Functional Nutrition: Rooted in Fad or Fact?

Last Updated: February 17, 2024

Unpopular opinion: nutrition is not medicine, and it is not the cure for every ailment.

Now I wouldn’t be a dietitian if I didn’t think nutrition was important- it most certainly is. Through nutrition, we can both help manage and prevent certain illnesses. But far too many people are using nutrition as a substitute for actual medical care, and often they happen to label themselves ‘functional’, ‘holistic’, or ‘integrative’.

But here’s the catch: anyone can label themselves using these terms because they are not regulated. Many of these individuals have little to no background in health science. But even credentialed practitioners (MDs, DOs, RDs) are susceptible to selling pseudoscience.

Those who practice pseudoscience will often ‘diagnose’ false root causes like dysbiosis and hormonal imbalances using unvalidated testing. This ultimately leads to sales of fake treatments and restrictive diet plans, not to mention the toll it takes on mental health. It’s unethical to profit directly from the supplements and interventions prescribed or recommended, which these practitioners often do.

■ **To do**
a. Copy the functional nutrition article again, everything from "Last Updated: February" down to "to selling pseudoscience.", switching "dietitian" to "nutritionist".
b. Resume the functional nutrition article after its final sentence and keep writing it.

■ **Dataset**
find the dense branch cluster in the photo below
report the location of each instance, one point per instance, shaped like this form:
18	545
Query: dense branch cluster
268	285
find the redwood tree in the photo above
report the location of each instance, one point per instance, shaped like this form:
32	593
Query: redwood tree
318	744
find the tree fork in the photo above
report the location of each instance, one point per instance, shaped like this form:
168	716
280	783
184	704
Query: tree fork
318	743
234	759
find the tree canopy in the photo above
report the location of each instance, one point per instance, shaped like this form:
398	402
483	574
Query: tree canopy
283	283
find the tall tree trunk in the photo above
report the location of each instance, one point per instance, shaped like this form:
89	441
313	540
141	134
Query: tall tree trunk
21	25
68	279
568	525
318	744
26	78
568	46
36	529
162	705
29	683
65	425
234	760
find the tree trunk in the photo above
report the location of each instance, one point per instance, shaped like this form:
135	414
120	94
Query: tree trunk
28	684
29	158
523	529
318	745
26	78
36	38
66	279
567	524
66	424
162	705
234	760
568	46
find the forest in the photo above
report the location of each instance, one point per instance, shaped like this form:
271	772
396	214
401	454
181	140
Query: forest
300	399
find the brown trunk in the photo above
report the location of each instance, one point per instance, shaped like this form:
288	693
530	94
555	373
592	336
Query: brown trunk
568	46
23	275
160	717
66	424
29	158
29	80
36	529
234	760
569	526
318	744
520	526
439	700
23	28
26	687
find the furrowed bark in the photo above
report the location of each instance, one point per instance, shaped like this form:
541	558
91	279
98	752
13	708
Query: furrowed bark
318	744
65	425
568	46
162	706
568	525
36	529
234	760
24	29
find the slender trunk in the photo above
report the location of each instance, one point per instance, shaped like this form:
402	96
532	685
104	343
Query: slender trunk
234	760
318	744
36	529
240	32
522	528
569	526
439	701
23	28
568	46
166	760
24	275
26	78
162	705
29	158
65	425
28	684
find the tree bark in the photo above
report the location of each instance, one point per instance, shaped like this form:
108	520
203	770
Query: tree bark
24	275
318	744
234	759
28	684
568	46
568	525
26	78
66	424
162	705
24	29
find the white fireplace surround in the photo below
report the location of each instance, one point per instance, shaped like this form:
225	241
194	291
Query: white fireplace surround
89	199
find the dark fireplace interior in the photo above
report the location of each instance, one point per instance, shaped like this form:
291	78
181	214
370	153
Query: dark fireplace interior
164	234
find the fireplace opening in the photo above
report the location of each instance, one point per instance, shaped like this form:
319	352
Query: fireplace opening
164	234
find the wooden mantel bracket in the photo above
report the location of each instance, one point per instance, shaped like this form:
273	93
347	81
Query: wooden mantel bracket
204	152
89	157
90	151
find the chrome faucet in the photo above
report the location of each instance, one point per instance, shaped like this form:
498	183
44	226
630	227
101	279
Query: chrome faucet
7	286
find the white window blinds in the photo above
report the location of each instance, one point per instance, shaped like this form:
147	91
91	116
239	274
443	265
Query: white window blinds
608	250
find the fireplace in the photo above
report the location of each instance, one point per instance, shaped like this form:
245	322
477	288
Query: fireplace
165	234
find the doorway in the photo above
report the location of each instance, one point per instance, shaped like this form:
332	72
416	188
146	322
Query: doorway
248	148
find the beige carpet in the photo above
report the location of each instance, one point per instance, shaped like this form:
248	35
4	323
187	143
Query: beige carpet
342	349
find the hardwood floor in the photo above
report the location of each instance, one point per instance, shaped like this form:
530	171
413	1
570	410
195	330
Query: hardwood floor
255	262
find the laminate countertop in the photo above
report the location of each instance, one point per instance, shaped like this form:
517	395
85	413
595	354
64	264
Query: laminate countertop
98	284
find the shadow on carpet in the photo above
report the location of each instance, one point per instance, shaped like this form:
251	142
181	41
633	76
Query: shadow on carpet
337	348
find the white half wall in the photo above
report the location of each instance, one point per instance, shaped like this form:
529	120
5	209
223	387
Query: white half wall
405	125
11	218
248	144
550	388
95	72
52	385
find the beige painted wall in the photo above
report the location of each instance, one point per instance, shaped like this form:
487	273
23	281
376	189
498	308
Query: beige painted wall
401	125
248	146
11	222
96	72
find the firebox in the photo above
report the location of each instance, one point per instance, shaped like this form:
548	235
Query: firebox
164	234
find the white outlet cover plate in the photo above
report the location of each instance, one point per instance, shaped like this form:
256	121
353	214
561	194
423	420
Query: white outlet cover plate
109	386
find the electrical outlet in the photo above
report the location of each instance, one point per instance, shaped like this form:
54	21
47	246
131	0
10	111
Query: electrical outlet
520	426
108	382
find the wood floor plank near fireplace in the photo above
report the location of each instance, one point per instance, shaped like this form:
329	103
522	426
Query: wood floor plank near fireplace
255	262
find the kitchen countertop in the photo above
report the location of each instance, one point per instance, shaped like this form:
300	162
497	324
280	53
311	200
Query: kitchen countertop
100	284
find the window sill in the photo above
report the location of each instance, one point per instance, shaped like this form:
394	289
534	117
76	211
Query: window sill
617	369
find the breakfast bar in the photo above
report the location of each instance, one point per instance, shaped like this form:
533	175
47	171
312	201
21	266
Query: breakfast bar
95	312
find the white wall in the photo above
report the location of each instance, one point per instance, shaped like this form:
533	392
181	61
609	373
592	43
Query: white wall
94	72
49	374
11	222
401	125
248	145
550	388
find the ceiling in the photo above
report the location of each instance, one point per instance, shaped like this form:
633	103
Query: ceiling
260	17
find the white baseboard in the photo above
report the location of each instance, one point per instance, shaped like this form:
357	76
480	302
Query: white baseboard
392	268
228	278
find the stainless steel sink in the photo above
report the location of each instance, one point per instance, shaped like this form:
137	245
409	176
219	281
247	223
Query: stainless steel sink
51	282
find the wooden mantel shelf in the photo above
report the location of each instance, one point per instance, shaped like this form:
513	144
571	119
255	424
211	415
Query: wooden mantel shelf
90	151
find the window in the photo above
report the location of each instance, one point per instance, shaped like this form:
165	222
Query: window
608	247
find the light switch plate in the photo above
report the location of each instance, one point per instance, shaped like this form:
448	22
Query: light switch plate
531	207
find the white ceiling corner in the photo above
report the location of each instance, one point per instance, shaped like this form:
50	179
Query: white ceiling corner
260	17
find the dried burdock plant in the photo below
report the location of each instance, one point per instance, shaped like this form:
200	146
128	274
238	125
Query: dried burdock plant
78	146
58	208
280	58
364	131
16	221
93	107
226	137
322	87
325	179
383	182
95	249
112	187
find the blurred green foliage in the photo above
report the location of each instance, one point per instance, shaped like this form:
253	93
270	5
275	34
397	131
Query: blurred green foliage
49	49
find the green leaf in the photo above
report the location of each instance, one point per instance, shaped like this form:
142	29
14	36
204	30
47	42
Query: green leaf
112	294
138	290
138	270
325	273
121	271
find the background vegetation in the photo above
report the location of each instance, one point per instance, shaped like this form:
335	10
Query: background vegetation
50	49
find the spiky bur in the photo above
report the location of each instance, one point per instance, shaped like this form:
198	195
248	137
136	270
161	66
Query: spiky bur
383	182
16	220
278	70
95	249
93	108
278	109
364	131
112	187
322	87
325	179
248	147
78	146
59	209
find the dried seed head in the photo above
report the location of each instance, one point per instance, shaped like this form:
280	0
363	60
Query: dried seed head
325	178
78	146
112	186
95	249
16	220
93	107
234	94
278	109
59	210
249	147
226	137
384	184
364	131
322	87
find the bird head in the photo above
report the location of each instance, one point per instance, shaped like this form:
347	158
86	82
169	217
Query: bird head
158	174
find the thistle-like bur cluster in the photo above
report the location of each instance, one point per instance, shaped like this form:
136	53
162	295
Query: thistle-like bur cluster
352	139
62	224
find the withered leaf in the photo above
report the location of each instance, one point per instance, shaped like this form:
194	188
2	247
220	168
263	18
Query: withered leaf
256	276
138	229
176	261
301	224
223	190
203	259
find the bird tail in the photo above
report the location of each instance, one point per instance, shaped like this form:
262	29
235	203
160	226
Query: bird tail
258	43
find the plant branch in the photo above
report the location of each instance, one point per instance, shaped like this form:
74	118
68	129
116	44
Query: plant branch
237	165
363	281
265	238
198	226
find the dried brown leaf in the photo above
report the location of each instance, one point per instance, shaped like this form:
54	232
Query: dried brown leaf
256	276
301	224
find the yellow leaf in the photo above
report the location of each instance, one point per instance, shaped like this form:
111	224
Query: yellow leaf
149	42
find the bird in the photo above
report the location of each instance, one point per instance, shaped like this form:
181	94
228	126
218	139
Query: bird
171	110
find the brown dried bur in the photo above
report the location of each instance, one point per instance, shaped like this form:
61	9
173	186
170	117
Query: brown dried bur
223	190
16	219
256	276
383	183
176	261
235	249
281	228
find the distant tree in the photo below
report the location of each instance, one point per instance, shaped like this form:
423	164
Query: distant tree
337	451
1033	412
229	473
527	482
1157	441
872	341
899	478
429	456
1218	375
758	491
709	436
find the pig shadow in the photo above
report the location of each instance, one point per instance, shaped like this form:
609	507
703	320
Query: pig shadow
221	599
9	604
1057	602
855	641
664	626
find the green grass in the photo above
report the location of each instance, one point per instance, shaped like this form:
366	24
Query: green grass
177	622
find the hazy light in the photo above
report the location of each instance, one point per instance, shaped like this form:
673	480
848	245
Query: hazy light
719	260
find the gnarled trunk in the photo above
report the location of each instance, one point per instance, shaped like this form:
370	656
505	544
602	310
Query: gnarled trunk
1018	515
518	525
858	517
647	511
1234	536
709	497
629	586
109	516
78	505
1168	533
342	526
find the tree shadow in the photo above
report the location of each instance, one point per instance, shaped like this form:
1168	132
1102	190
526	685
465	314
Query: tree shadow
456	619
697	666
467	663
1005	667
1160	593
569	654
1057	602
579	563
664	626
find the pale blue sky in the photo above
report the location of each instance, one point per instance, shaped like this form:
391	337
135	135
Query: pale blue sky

■ **Answers for the exercise**
a.
Last Updated: February 17, 2024

Unpopular opinion: nutrition is not medicine, and it is not the cure for every ailment.

Now I wouldn’t be a nutritionist if I didn’t think nutrition was important- it most certainly is. Through nutrition, we can both help manage and prevent certain illnesses. But far too many people are using nutrition as a substitute for actual medical care, and often they happen to label themselves ‘functional’, ‘holistic’, or ‘integrative’.

But here’s the catch: anyone can label themselves using these terms because they are not regulated. Many of these individuals have little to no background in health science. But even credentialed practitioners (MDs, DOs, RDs) are susceptible to selling pseudoscience.

b.
I understand the appeal. The dietary guidelines are not ‘cutting edge’. Many people also suffer from unexplained symptoms. But the answer should not be being subjected to unproven treatments to cure problems that potentially don’t exist. Functional practitioners want you to believe they have uncovered some illness that everyone else has missed. And only they know how to treat it through their herbal/diet therapies.

Unscientific nutrition practitioners have become very savvy at using science-y terminology to confuse and deceive. They often will mix common-sense advice about nutrition with total nonsense, so it’s difficult to tell the difference. It’s a predatory, profit seeking practice, and it’s important to tell the difference between those who provide compassionate, evidence-based recommendations, and those who don’t.

What Is Functional Nutrition?

Functional nutrition claims to treat the person using a holistic approach, while addressing the “root cause” of symptoms. Functional practitioners often prescribe unnecessary tests, supplements, herbs, and “detoxes” to treat illnesses that don’t exist. These practitioners claim to be using scientifically based treatments, but these practices lack sufficient data, and may actually cause physical, emotional, and financial harm.

What Differentiates Functional From Traditional Nutrition Practice?

Traditional nutrition practice, aka medical nutrition therapy, uses clinically effective, evidence-based guidelines to prescribe interventions. It is a growing and constantly evolving field that does not encompass “functional” practices. Most of the tests, supplements, and diet regimens prescribed by functional practitioners lack any substantive evidence to support their use. These supplements also happen to be expensive.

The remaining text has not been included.